[Extracted entries — start]

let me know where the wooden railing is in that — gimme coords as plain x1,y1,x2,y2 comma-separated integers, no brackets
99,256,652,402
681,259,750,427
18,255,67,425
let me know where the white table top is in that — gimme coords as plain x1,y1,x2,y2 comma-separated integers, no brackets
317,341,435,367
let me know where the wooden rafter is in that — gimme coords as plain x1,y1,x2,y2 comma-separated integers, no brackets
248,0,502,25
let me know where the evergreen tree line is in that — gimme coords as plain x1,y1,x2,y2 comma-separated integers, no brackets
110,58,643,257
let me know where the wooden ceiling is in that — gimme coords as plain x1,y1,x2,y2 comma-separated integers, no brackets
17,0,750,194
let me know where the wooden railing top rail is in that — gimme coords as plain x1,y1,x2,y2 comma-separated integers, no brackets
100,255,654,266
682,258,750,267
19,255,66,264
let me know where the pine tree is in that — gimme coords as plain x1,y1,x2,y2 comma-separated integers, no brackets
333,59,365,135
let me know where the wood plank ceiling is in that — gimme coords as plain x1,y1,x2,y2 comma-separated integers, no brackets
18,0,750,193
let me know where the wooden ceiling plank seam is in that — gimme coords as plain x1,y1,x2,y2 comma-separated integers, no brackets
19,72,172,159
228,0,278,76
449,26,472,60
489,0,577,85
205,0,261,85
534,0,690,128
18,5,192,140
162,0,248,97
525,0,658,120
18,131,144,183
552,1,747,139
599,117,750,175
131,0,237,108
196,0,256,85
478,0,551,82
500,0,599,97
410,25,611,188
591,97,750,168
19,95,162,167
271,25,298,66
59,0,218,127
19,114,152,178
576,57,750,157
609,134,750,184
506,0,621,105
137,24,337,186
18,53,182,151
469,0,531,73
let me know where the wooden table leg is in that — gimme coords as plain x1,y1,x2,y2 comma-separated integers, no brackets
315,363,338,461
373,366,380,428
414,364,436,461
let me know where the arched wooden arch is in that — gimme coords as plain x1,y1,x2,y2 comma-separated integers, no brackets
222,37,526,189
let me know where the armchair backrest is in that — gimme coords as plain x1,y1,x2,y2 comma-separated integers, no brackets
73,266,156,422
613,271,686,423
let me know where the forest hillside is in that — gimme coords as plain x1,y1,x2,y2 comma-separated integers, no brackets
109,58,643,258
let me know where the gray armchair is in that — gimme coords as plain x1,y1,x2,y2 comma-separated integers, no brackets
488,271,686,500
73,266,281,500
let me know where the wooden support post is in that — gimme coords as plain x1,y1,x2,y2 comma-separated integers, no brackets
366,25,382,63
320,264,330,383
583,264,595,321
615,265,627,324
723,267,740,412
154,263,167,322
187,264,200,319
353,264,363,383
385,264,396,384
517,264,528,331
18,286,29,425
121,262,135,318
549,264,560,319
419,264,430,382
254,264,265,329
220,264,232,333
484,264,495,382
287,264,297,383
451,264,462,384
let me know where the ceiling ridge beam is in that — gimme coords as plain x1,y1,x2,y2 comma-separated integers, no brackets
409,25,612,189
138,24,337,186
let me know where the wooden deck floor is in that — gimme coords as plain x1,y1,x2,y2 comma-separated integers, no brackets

[Extracted entries — finish]

▸ **Instructions to follow**: Print the data above exactly as it reads.

▸ **Exercise solution**:
let me know where the wooden railing is in that — gimme coords as plain x1,y1,x2,y2 comma-separated integers, no brackets
99,256,652,402
681,259,750,427
18,255,67,425
let me know where the white table top is in that — gimme coords as plain x1,y1,x2,y2 comma-separated integers, no brackets
317,341,435,367
let me know where the wooden rafter is in that — gimme coords as plain x1,y1,x2,y2 comma-separated integers, no brackets
248,0,502,25
let me know where the evergreen tree line is in that — gimme coords as plain x1,y1,x2,y2 comma-separated integers, no brackets
110,58,643,257
let me know where the wooden ceiling is in that — gimme coords as plain x1,y1,x2,y2 comma-separated integers, no brackets
17,0,750,194
let me know where the wooden railing top rail is in that — gimme coords as plain x1,y1,x2,y2 comma-separated integers, no brackets
100,255,654,266
682,258,750,267
19,255,66,264
let me know where the pine tree is in that — gimme coords as plain x1,y1,x2,y2 comma-separated integers, no brackets
333,59,365,135
let me know where the wood plank ceiling is in that — gimme coords as plain x1,y1,x2,y2 comma-separated integers, no brackets
18,0,750,193
let me know where the wooden ceiling plank seam is in that — gimme coords as plain x1,y1,x2,y2 comma-separated integers, no brackets
19,72,172,159
228,0,278,76
449,26,472,60
489,0,577,85
205,0,261,85
534,0,690,128
18,5,192,140
162,0,248,97
525,0,658,120
18,131,144,183
552,1,747,139
599,117,750,175
131,0,237,108
196,0,256,85
478,0,551,82
500,0,599,97
410,25,611,188
591,97,750,168
19,95,162,167
271,25,298,66
59,0,218,127
19,114,152,178
576,57,750,157
609,134,750,184
506,0,621,105
137,24,337,186
18,53,182,151
469,0,531,73
let me know where the wooden table leg is in that — gimme coords as plain x1,y1,x2,y2 comma-separated integers, no brackets
315,363,338,461
373,366,380,428
414,364,436,461
let me know where the arched wooden arch is in that — gimme coords as plain x1,y1,x2,y2 comma-separated integers, no brackets
222,37,526,189
let me know where the armchair backrest is in that — gimme coords as plain x1,y1,x2,y2 comma-separated integers, no brackets
73,266,156,422
613,271,686,423
let me know where the forest hillside is in that — gimme coords as plain x1,y1,x2,y2 comma-separated integers, no brackets
109,58,643,258
let me know where the gray armchair is in that — gimme coords as plain x1,y1,x2,y2 comma-separated integers, no brackets
488,271,686,500
73,266,281,500
let me know where the wooden support post is in that — gimme coords as plain x1,y1,x2,y2 comma-separated integers, no brackets
366,25,382,63
320,264,330,383
583,264,595,321
615,265,627,324
723,267,740,412
154,263,167,322
187,264,200,319
353,264,363,383
385,264,396,384
517,264,528,331
18,286,29,425
121,262,135,318
549,264,560,319
419,264,430,382
254,264,265,329
220,264,232,333
484,264,495,382
287,264,297,383
451,264,462,384
let me know where the ceiling ridge beam is in that — gimme coords as plain x1,y1,x2,y2 comma-separated integers, no brackets
409,25,612,189
138,24,337,186
let me know where the wooden deck floor is in that — gimme coords as plain x1,y1,x2,y2 comma-separated integers, no brackets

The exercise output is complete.